§ **PROBLEMS**:
(a) Answer these questions using the market overview.
(i) Which level has EUR/USD been driven below?
(ii) Above what level has Dollar/Yen been pulled?
(iii) What has the rebound on equities come on?
(b) Write out everything in the market overview from "Risk Sentiment Improves" down to "Dollar/Yen above 110.00.".
(c) Resume the market overview on the dollar and risk sentiment, carrying it on past its final sentence.

§ **PASSAGE GIVEN**:
Risk Sentiment Improves On Trade, U.S. Funding Agreement

 | Feb 12, 2019 09:04

Market Overview

The dollar bulls have made a decisive breakout, the question is now whether they can hold their nerve. Amidst the backdrop of continued slowing global economic trends, the dollar has been a favoured (high yielding) safe haven currency.

Traders seem to be looking past the dovish move from the Fed recently, to focus on the relatively positive US economic performance within the threatening global cyclical slowdown.

The dollar strength has now driven EUR/USD below $1.1300 which has been a basis of a key floor for several months, whilst pulling Dollar/Yen above 110.00.

Treasury yields have ticked mildly higher, but by no means match the run for the dollar. This does leave some question marks over the sustainability of the dollar move. It will be interesting to see if the dollar can continue higher as risk appetite has rebounded today. Add to this, a rebound on equities, which comes on chinks of light in the US/China negotiations, however again to be sustainable this needs something concrete to be agreed.

§ **Location identification entries**:
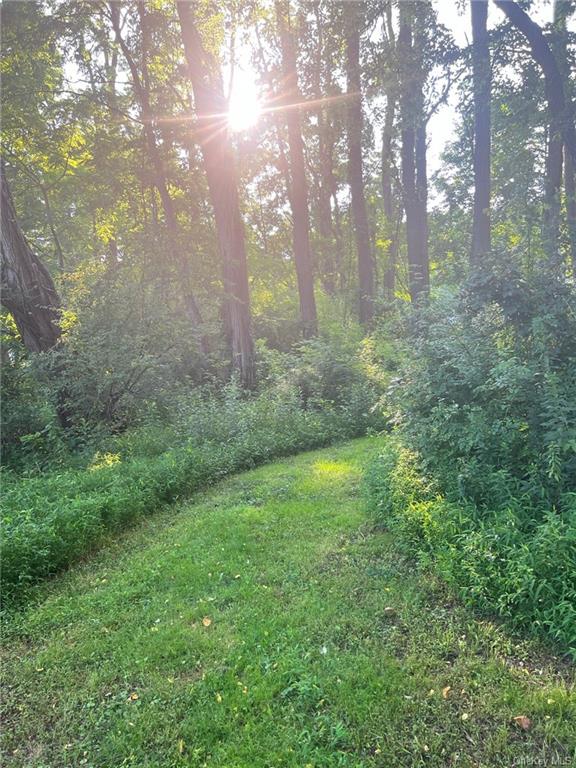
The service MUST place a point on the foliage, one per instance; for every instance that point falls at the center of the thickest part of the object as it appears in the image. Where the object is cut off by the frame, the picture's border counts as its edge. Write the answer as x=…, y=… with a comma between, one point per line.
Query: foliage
x=484, y=476
x=325, y=647
x=54, y=519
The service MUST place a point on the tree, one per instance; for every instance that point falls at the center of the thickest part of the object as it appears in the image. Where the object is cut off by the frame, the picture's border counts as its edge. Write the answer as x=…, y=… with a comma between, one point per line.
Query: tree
x=561, y=10
x=142, y=93
x=561, y=125
x=365, y=261
x=28, y=291
x=212, y=134
x=392, y=209
x=298, y=185
x=413, y=151
x=482, y=92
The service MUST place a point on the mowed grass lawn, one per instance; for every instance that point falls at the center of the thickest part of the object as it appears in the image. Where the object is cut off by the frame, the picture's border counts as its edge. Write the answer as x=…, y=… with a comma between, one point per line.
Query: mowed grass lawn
x=266, y=623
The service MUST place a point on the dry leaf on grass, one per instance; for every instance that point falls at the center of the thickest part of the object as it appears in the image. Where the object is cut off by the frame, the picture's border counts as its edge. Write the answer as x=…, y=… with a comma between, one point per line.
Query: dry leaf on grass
x=522, y=722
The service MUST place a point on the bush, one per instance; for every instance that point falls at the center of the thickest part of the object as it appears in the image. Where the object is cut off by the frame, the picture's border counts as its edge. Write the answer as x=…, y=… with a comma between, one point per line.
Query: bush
x=53, y=520
x=518, y=561
x=482, y=477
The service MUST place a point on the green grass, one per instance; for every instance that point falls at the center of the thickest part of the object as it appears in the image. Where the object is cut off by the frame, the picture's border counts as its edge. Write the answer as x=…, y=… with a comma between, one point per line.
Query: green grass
x=323, y=647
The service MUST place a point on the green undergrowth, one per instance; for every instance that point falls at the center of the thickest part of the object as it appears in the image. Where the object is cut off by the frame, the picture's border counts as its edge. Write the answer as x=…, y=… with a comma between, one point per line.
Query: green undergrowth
x=54, y=518
x=268, y=625
x=517, y=560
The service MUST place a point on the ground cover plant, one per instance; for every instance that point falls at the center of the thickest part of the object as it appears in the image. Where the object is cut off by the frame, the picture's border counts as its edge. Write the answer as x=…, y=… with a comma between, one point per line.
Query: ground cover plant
x=481, y=475
x=267, y=623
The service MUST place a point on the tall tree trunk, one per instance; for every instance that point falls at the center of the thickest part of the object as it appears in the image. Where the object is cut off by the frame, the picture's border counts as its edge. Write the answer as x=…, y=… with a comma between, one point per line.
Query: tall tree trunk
x=563, y=9
x=561, y=124
x=28, y=292
x=413, y=154
x=141, y=92
x=391, y=211
x=299, y=188
x=570, y=187
x=325, y=149
x=355, y=169
x=482, y=91
x=217, y=154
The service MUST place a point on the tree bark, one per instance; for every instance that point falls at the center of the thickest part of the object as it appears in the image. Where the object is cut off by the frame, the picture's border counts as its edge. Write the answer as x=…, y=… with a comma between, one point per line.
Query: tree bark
x=212, y=133
x=391, y=211
x=482, y=91
x=299, y=187
x=413, y=155
x=328, y=268
x=570, y=187
x=355, y=169
x=28, y=292
x=561, y=125
x=141, y=92
x=560, y=49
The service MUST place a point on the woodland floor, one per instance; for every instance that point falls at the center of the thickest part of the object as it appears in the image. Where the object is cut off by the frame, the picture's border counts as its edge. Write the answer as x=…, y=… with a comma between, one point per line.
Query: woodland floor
x=266, y=624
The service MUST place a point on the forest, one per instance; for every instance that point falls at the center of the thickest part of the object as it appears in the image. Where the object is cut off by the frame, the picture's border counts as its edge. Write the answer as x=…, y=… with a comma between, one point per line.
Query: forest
x=237, y=231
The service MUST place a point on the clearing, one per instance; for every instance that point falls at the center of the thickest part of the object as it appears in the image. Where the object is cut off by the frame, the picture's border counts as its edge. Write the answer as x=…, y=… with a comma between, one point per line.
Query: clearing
x=266, y=624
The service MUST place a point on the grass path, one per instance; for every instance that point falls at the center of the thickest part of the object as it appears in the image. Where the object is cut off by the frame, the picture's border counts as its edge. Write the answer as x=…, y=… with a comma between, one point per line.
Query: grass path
x=266, y=625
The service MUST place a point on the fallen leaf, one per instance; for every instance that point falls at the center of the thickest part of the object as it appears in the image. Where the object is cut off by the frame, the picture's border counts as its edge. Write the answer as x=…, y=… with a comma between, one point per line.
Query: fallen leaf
x=522, y=722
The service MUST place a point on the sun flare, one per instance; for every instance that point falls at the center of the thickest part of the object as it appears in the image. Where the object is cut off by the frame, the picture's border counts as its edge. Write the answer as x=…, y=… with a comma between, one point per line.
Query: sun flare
x=244, y=107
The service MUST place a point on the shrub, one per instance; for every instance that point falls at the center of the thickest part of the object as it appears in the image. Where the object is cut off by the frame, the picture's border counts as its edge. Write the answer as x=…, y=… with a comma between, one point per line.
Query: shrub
x=52, y=520
x=482, y=477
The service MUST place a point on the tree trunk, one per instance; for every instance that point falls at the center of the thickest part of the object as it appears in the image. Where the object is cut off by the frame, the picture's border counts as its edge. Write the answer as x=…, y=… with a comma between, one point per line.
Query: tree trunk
x=560, y=48
x=141, y=92
x=29, y=294
x=570, y=187
x=328, y=268
x=561, y=126
x=355, y=170
x=413, y=156
x=28, y=291
x=212, y=133
x=482, y=91
x=391, y=211
x=299, y=189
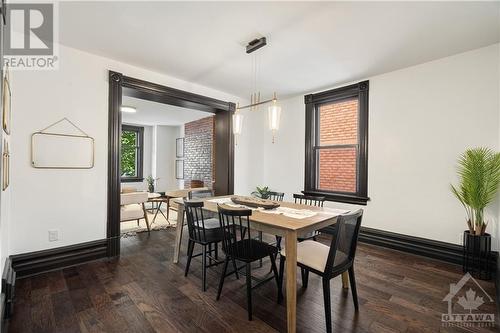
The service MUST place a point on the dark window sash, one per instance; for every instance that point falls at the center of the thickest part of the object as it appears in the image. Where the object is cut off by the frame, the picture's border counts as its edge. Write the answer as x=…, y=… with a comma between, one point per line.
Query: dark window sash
x=138, y=177
x=312, y=146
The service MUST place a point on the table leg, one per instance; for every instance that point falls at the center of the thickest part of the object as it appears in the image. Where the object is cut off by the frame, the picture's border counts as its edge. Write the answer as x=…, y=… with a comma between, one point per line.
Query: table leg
x=345, y=280
x=168, y=207
x=158, y=209
x=178, y=233
x=291, y=280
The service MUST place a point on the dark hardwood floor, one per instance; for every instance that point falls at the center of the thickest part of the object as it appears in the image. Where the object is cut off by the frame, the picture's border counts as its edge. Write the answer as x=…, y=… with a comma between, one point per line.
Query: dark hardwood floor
x=144, y=291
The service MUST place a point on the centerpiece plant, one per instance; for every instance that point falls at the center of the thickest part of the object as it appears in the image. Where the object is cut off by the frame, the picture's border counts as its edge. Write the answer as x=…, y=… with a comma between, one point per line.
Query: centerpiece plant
x=262, y=192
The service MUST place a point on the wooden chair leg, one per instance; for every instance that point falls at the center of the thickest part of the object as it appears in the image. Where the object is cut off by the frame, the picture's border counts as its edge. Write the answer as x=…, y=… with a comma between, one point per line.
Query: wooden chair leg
x=210, y=253
x=146, y=217
x=235, y=269
x=249, y=290
x=278, y=242
x=328, y=305
x=260, y=239
x=353, y=288
x=281, y=273
x=305, y=277
x=204, y=265
x=222, y=277
x=190, y=255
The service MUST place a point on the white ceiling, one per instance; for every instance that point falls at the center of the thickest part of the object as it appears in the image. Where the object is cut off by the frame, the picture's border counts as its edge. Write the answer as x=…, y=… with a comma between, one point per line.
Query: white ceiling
x=151, y=113
x=311, y=45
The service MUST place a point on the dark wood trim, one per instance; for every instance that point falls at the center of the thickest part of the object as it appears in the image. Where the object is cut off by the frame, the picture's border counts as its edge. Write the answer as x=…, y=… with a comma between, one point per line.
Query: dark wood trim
x=114, y=133
x=312, y=102
x=8, y=291
x=497, y=285
x=140, y=159
x=37, y=262
x=223, y=147
x=448, y=252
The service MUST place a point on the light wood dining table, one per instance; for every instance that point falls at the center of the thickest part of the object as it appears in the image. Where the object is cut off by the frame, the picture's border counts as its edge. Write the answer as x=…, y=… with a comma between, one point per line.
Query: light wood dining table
x=281, y=225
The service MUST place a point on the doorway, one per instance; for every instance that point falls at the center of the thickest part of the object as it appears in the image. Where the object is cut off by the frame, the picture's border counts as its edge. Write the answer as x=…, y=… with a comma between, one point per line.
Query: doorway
x=223, y=144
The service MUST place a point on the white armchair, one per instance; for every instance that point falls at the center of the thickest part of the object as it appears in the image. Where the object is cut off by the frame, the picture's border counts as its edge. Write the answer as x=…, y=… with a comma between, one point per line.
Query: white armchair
x=132, y=207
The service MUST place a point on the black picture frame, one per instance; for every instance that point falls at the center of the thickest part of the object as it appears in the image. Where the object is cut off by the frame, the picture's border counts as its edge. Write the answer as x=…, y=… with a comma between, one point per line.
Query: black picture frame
x=179, y=147
x=179, y=169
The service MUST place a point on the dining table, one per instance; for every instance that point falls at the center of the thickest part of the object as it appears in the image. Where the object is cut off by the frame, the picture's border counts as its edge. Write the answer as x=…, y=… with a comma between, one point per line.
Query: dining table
x=289, y=221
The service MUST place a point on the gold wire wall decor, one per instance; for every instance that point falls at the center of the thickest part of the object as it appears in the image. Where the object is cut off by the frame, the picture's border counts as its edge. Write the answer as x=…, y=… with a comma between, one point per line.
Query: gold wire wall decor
x=6, y=101
x=5, y=165
x=53, y=150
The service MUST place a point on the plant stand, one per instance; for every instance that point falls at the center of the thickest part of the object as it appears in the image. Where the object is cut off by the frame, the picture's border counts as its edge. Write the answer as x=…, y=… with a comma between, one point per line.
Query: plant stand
x=477, y=255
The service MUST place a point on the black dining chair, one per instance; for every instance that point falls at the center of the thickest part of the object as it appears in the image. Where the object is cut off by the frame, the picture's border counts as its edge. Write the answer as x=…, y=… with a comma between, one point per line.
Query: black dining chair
x=194, y=193
x=244, y=248
x=329, y=261
x=308, y=200
x=201, y=233
x=276, y=196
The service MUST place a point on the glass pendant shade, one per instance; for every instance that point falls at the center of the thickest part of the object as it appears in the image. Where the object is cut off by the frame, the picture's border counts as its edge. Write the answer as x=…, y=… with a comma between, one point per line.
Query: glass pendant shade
x=237, y=123
x=274, y=113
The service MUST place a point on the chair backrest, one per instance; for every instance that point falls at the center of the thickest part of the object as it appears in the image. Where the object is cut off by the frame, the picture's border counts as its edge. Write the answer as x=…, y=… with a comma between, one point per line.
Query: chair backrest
x=133, y=198
x=195, y=219
x=276, y=196
x=206, y=193
x=309, y=200
x=345, y=240
x=233, y=222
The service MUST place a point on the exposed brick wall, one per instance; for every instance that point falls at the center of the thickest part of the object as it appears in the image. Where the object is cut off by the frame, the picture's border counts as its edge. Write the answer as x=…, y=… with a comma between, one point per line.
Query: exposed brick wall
x=198, y=150
x=338, y=126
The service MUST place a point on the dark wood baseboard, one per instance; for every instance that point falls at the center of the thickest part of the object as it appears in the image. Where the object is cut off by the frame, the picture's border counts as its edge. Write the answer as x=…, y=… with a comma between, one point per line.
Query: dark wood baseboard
x=497, y=285
x=32, y=263
x=7, y=294
x=451, y=253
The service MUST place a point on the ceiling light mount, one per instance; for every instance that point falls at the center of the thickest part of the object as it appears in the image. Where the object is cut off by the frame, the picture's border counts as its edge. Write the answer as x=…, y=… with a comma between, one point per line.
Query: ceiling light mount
x=274, y=110
x=256, y=44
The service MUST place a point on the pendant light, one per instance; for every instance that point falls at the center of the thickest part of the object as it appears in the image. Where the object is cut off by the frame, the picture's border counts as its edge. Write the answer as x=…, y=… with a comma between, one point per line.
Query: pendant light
x=274, y=110
x=274, y=115
x=237, y=125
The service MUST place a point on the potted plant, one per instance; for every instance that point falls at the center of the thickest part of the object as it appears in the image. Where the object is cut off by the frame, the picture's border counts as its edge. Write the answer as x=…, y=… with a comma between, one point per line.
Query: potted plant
x=151, y=183
x=196, y=181
x=479, y=179
x=261, y=192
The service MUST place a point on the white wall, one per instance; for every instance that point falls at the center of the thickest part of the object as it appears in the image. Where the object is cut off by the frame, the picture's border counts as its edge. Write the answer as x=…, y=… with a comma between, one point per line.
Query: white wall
x=71, y=201
x=420, y=119
x=164, y=139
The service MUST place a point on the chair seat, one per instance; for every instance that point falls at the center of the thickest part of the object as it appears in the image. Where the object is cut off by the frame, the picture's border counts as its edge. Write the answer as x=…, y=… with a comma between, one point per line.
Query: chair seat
x=249, y=250
x=210, y=236
x=212, y=223
x=315, y=254
x=131, y=212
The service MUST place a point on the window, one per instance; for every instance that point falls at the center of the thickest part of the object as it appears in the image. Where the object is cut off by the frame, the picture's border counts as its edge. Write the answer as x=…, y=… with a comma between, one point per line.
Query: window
x=337, y=144
x=132, y=153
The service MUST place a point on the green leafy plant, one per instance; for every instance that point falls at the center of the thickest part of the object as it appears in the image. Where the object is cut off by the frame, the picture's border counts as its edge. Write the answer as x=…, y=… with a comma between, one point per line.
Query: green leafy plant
x=479, y=173
x=261, y=192
x=129, y=154
x=151, y=181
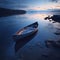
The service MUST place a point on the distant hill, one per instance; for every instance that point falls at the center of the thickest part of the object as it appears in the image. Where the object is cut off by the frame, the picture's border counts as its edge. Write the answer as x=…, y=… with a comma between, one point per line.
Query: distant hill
x=7, y=12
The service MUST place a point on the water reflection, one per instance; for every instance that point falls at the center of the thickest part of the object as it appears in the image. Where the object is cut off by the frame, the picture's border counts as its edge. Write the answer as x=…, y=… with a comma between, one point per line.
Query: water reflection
x=19, y=44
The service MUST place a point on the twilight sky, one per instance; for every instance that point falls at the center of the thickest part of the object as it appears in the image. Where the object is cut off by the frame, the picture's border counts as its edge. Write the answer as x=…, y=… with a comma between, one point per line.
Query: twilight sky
x=31, y=4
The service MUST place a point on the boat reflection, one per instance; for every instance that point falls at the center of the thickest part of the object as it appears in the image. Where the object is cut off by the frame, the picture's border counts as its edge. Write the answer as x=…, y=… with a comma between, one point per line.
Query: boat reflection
x=20, y=43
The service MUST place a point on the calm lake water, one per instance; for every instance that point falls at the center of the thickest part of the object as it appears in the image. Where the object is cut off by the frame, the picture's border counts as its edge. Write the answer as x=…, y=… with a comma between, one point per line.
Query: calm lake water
x=34, y=49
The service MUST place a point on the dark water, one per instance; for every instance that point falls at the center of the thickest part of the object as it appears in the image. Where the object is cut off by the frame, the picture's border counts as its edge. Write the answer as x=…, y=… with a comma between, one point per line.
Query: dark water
x=35, y=49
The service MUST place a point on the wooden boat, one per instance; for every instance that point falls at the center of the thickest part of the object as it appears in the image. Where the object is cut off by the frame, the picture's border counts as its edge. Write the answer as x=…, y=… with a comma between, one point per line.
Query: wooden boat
x=26, y=31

§ **FINAL RESULTS**:
(a)
(i) $1.1300
(ii) 110.00
(iii) Chinks of light in the US/China negotiations

(b)
Risk Sentiment Improves On Trade, U.S. Funding Agreement

 | Feb 12, 2019 09:04

Market Overview

The dollar bulls have made a decisive breakout, the question is now whether they can hold their nerve. Amidst the backdrop of continued slowing global economic trends, the dollar has been a favoured (high yielding) safe haven currency.

Traders seem to be looking past the dovish move from the Fed recently, to focus on the relatively positive US economic performance within the threatening global cyclical slowdown.

The dollar strength has now driven EUR/USD below $1.1300 which has been a basis of a key floor for several months, whilst pulling Dollar/Yen above 110.00.

(c)
The latest is that there could be some sort of meeting between Trump and Xi in the US next month. This would suggest traction in the negotiations and would be a positive for risk appetite if true. This could go some way towards explaining the heavier blue colour across the markets board today. Something that has also helped to improve risk appetite today, has been the suggestion that an agreement has been struck between the Democrats and Republicans that will prevent a further US Government shutdown on Friday. If substantiated then this would take one risk factor off the table at least.

Wall Street closed a mixed session higher last night (S&P 500 +0.1% at 2710) with US futures higher by +0.5%. Asian markets were broadly higher with the Nikkei +2.6% and the Shanghai Composite +0.7%. European markets are also risk positive today with the DAX futures leading the way +0.8% and FTSE Futures +0.2%.

In forex, the risk positive move with the yen being the main underperformer, whilst the dollar strength is seeing a degree of unwind today. The Aussie and the Canadian dollar are performing well.

In commodities there is support found with silver performing well, whilst oil is a half percent higher.

There is a light economic calendar today with the US JOLTS jobs openings for December are at 15:00 GMT which are expected to tick a shade higher to 6.90m (from 6.89 in November). However, it is also keeping an eye out for the comments of the Bank of England’s Governor Mark Carney at 1300GMT, whilst Fed chair Jerome Powell is speaking at an event at 17:45 GMT.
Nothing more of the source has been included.